● Job
Give everything from the line containing "the chrome rear" down to the last of the rows below as a JSON list of strings, one string per line, with blank lines left out.

═════ Material supplied ═════

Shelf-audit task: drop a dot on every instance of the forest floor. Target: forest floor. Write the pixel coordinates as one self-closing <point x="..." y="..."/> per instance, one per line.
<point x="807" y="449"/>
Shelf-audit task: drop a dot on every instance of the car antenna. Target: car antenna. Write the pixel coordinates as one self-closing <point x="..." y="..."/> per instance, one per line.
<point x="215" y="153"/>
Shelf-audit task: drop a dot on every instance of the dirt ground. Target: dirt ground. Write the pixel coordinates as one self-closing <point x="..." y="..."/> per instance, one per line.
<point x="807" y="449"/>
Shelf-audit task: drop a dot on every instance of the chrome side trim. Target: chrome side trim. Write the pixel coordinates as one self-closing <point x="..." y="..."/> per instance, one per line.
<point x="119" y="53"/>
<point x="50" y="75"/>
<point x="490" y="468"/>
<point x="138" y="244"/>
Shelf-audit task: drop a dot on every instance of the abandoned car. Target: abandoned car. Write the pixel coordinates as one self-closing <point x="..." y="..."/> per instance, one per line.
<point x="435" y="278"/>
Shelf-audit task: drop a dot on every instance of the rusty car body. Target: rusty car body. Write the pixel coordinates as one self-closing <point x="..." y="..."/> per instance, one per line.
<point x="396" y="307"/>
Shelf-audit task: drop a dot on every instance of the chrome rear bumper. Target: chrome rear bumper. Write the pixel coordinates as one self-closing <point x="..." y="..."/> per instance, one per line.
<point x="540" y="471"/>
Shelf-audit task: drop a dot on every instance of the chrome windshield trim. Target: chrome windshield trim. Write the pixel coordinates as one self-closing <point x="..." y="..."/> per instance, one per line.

═════

● Output of the exercise
[
  "Shelf-audit task: drop a dot on every instance of the chrome rear bumper. Target: chrome rear bumper. Write the pixel coordinates as one self-closing <point x=\"...\" y=\"...\"/> per instance, one per line.",
  "<point x=\"540\" y=\"471\"/>",
  "Shelf-audit task: drop a dot on every instance of the chrome windshield trim. Target: chrome windshield trim. Write the pixel coordinates as one self-closing <point x=\"...\" y=\"...\"/> per instance, one per line."
]